* [TASKS TO COMPLETE]
1. In the Ellis W. Williamson biography, what unit did Williamson join during high school?
2. Continue the Ellis W. Williamson biography, picking up after its final sentence.

* [TEXT PASSAGE]

United States Army general

Ellis W. Williamson (June 4, 1918 – January 28, 2007) was a United States Army Major General who served in World War II, the Korean War and the Vietnam War. He led the 173rd Airborne Brigade, the first US Army unit to deploy to South Vietnam and later commanded the 25th Infantry Division there.

==Early life and education==
Williamson was born in Raeford, North Carolina on 4 June 1918. During high school he joined the 120th Infantry Regiment, part of the North Carolina National Guard.

Williamson graduated with a Bachelor of Arts degree from Atlantic Christian College in 1940, an MBA from Harvard Business School in 1962, and a masters degree from George Washington University.

==Career==
===World War II===
Williamson was commissioned as a Second Lieutenant in March 1941 and with the US entry into World War II, the 120th Infantry was federalised and sent for overseas service.

In January 1945 Williamson, now a lieutenant colonel led the 1st Battalion of the 120th Infantry during the Battle of the Bulge.

===Post World War II===
Williamson graduated from the Command and General Staff College in 1950 and was assigned to the headquarters of X Corps in Korea.

[Stored items]
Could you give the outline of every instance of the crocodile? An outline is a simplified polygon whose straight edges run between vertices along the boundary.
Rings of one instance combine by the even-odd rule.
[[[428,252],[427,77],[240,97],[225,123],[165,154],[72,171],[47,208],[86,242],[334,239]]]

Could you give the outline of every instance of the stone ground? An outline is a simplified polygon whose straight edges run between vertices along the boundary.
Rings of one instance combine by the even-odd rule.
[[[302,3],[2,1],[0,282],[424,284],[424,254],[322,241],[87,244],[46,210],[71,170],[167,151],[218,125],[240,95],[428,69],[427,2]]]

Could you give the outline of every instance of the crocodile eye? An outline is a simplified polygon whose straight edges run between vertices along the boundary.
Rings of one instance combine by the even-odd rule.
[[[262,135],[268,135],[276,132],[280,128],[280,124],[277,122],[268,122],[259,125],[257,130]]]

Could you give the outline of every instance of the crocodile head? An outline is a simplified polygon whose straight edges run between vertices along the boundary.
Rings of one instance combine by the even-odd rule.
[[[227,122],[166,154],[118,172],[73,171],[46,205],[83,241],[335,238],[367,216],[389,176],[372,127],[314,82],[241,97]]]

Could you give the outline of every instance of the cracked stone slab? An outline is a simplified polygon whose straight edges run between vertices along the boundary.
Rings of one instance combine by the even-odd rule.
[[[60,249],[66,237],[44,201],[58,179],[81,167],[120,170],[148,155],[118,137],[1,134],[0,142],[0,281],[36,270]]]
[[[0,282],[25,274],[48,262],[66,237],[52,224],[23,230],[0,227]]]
...
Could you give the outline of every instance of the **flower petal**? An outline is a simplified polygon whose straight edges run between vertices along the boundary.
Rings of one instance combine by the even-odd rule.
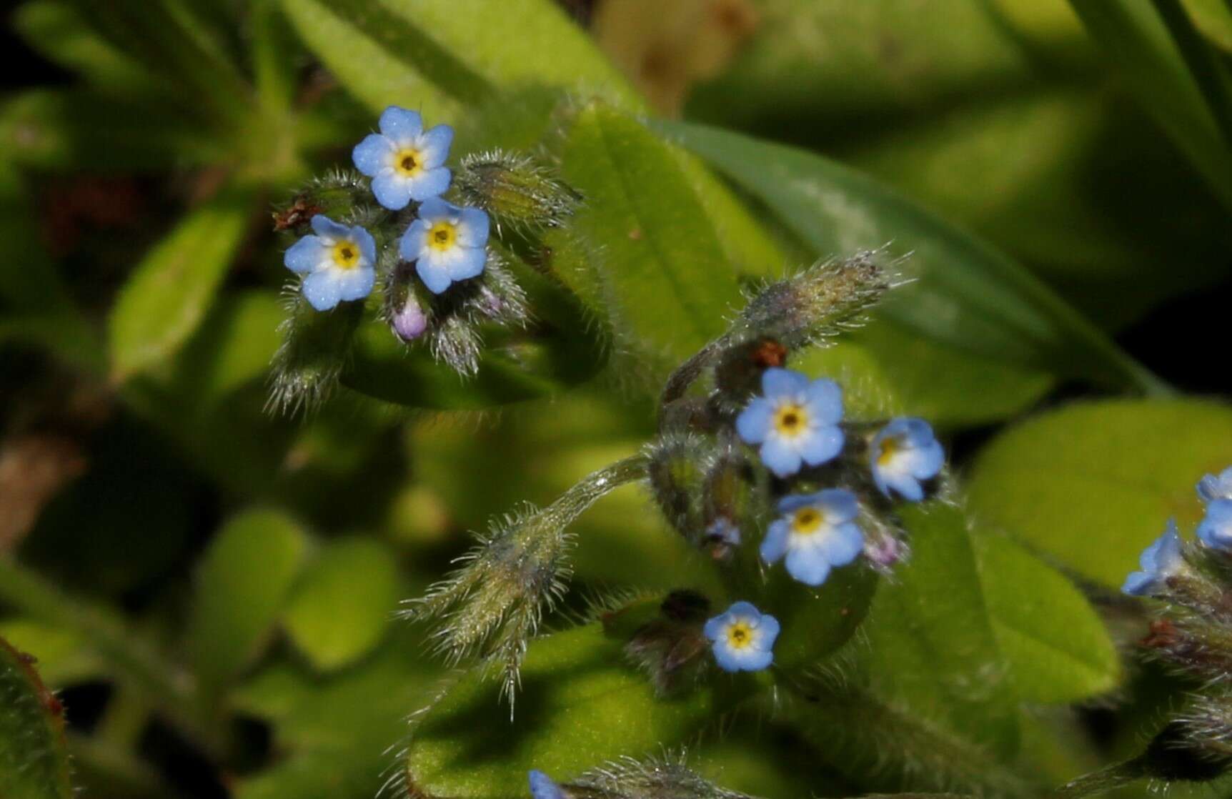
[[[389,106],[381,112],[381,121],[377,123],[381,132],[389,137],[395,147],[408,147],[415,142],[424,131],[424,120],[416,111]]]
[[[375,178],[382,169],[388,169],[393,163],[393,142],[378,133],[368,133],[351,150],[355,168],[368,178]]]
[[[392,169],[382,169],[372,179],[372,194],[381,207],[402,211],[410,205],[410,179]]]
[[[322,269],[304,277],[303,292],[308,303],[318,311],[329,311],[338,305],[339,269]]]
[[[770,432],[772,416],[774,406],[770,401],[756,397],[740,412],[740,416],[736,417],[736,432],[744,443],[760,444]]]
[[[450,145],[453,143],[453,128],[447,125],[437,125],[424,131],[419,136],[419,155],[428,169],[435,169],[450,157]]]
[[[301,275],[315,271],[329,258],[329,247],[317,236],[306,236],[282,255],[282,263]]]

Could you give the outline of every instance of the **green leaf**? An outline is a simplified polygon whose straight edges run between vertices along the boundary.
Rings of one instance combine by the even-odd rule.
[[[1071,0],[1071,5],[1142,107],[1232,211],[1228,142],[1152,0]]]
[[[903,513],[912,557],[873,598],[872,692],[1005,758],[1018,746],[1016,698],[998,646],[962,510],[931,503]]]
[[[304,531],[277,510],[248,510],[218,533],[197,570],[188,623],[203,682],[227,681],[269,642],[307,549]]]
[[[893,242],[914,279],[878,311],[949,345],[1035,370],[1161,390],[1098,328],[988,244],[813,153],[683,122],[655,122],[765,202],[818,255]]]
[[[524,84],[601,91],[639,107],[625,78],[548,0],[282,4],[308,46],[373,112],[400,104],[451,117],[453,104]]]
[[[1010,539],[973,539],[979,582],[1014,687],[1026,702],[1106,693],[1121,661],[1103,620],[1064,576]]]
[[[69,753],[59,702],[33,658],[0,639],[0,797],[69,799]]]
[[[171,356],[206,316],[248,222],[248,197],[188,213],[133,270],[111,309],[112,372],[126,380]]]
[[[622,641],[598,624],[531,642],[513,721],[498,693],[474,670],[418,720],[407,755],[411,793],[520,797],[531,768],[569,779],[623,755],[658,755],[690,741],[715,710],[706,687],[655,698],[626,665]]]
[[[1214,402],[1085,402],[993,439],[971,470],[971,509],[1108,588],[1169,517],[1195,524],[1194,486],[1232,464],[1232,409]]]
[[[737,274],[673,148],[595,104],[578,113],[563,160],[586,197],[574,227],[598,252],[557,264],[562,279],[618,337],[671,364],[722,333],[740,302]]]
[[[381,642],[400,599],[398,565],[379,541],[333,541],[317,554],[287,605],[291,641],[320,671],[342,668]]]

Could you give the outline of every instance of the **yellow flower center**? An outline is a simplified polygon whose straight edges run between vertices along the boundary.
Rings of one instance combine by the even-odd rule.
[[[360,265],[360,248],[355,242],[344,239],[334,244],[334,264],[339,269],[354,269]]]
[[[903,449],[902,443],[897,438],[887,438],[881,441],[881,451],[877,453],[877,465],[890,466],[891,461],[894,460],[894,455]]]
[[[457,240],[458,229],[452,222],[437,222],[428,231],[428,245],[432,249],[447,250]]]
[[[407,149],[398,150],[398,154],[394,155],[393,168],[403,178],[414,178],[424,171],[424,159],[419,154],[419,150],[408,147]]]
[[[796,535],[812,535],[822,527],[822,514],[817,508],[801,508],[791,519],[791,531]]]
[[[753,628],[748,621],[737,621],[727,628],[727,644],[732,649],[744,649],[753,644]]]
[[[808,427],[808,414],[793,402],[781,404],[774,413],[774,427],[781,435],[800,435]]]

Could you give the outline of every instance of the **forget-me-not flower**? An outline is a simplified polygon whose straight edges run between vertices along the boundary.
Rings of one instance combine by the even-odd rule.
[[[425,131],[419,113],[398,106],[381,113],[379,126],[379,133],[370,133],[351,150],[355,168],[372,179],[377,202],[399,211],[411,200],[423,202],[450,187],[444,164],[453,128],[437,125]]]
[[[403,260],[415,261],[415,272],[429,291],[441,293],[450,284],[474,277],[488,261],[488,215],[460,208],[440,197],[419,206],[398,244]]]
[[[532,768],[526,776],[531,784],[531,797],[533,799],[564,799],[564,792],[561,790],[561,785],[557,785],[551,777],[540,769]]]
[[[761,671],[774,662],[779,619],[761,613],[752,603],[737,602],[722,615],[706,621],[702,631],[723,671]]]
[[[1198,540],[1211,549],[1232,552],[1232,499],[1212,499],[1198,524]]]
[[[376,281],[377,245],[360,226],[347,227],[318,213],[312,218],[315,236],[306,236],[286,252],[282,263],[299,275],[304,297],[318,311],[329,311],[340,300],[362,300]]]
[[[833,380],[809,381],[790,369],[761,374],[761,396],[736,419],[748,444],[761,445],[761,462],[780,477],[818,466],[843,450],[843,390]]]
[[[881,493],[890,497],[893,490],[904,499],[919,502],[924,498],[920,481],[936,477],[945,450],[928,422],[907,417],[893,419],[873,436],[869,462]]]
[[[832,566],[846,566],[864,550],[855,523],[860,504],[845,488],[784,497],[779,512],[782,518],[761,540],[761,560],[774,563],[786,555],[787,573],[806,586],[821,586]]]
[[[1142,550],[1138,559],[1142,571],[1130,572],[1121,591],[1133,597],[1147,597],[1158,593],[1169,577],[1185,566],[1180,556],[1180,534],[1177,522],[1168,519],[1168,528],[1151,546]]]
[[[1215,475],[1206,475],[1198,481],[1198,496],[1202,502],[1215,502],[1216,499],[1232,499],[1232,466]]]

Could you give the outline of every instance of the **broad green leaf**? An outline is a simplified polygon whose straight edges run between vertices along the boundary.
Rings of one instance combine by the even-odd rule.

* [ANSWERS BY ITEM NUMBER]
1. The 120th Infantry Regiment, part of the North Carolina National Guard.

2.
===Korean War===
As the Assistant Operations Officer of X Corps, Williamson participated in the Inchon landings.

===Post Korean War===
Williamson took command of the 13th Infantry Regiment at Fort Carson, Colorado, in 1956. In 1959 he was appointed Chief of the Training Division, Headquarters, 7th U.S. Army. He then attended the National War College.

Williamson was promoted to brigadier general in 1963. On 26 March 1963, Williamson was appointed to command the newly activated 173rd Airborne Brigade (Separate) on Okinawa, which was to serve as the quick reaction force or "fire brigade" for the Pacific Command. For over 2 years Williamson trained the 173rd on Okinawa focusing on airborne techniques with an emphasis on jungle warfare, enhanced by training in the Philippines, Thailand and Taiwan.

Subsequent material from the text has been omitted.